┌─ DATASET RECORDS

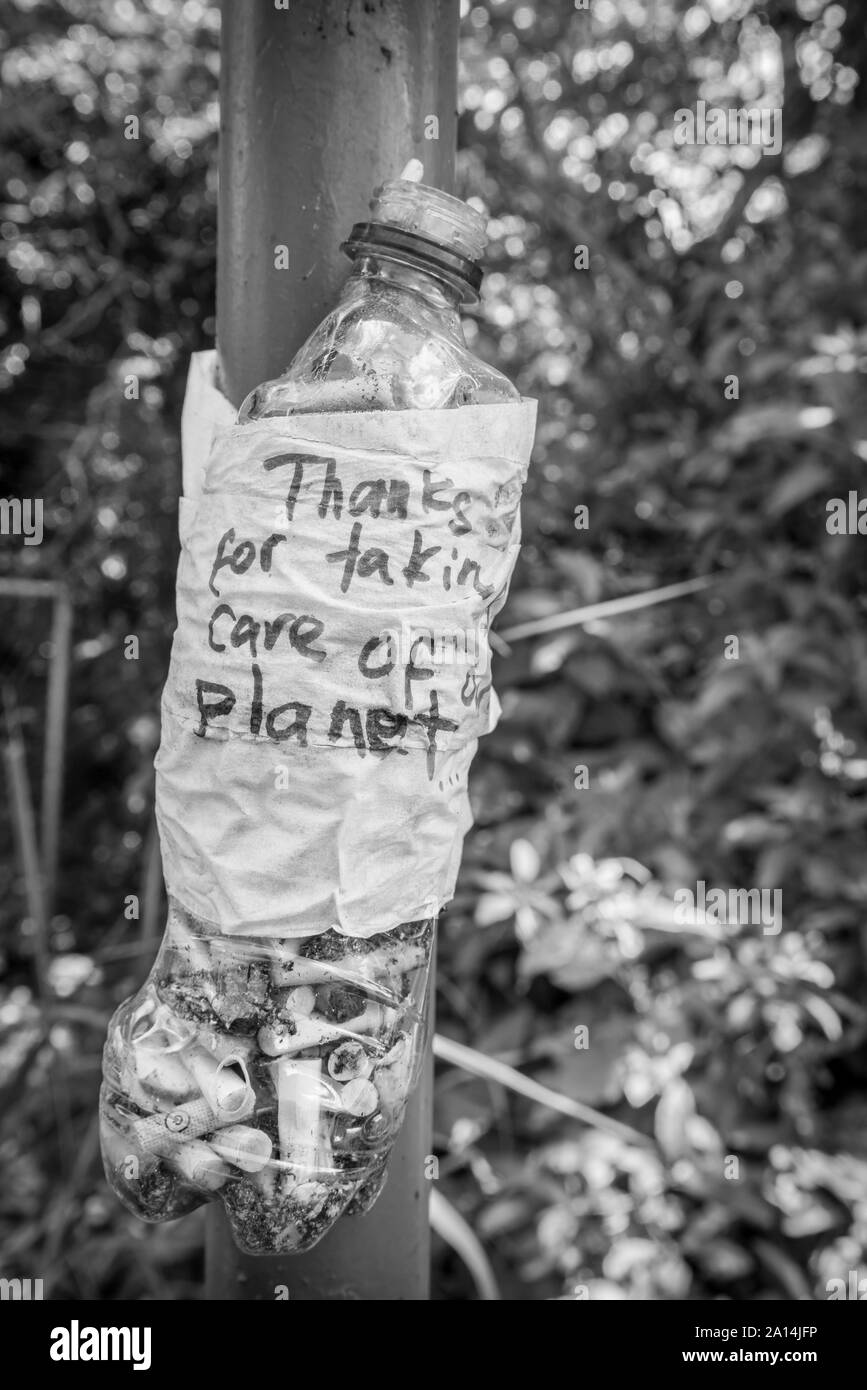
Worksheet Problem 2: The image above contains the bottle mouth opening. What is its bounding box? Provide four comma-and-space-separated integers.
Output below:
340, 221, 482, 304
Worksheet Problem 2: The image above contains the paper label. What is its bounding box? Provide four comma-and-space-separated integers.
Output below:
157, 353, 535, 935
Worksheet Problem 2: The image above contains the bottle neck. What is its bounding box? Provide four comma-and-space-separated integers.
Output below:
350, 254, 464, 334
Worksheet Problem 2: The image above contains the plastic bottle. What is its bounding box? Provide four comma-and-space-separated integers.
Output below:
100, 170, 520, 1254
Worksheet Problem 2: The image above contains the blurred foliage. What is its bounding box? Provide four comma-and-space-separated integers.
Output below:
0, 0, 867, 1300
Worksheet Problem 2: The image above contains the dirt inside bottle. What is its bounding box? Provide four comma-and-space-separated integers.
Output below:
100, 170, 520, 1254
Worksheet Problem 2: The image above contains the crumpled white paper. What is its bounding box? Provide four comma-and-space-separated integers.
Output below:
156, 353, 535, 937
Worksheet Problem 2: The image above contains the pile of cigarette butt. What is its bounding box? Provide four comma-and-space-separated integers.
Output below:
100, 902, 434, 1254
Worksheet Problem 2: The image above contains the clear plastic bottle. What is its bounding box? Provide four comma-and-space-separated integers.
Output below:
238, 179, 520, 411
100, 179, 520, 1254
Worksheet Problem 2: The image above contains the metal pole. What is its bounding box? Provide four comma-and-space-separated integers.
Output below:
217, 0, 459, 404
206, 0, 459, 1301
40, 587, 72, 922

└─
┌─ DATASET RECORDS

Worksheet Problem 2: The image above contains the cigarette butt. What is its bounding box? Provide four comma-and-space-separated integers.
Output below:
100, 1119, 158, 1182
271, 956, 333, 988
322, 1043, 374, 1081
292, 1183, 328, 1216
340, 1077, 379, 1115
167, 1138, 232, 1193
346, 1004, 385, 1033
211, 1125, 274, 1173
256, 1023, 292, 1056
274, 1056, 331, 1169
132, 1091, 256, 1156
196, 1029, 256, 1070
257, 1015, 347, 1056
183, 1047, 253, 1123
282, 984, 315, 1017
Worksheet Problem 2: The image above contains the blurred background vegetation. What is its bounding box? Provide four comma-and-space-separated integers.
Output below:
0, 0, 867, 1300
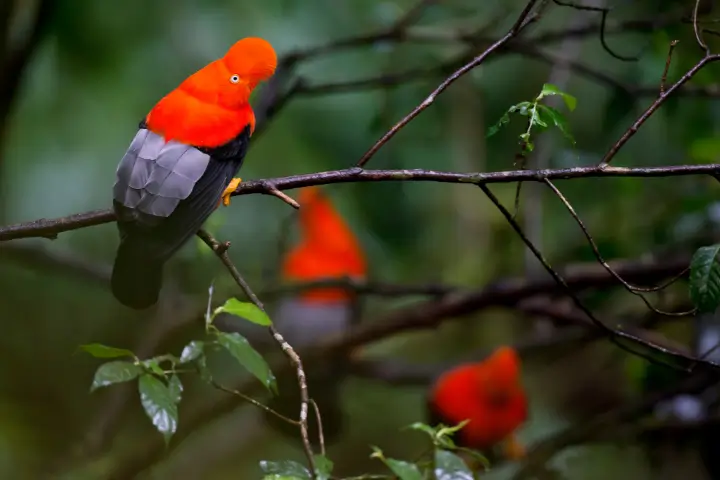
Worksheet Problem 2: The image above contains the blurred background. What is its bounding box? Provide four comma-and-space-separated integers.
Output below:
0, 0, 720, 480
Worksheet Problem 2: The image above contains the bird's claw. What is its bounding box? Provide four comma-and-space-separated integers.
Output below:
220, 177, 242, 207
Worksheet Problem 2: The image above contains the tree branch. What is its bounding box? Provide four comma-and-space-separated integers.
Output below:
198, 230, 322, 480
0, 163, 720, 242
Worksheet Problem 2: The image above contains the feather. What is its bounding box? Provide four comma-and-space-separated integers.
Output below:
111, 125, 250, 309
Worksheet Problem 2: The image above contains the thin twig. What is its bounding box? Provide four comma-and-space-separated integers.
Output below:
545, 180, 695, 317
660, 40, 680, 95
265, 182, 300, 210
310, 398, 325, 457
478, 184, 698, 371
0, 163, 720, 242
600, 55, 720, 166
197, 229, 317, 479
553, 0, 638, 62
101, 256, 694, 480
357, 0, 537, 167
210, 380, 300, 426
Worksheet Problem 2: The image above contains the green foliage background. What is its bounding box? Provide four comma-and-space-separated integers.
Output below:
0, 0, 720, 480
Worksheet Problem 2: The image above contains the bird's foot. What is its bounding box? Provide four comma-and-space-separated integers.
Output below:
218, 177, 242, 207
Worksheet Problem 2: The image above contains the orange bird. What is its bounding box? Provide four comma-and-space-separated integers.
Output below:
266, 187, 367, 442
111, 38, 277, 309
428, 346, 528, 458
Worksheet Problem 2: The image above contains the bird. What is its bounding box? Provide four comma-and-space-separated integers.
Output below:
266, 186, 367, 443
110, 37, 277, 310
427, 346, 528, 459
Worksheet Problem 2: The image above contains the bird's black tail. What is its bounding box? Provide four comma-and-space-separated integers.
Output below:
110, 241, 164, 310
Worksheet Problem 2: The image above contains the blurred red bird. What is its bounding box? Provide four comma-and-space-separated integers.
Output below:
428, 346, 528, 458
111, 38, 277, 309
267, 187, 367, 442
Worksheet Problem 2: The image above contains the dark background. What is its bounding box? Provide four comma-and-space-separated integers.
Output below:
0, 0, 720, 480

└─

### WHAT IS REQUIRED
Rewrite the entries from the line with "Worksheet Problem 2: The image above contains the bottle neck." up to and including the line with "350, 254, 464, 334", swapping "neck" for "shoulder" and leaving everything else unchanged.

### SOLUTION FOR THIS EXERCISE
Worksheet Problem 2: The image above contains the bottle shoulder. What is its bounding box? Provide four comma-and-space-separated integers.
Output below:
350, 254, 464, 334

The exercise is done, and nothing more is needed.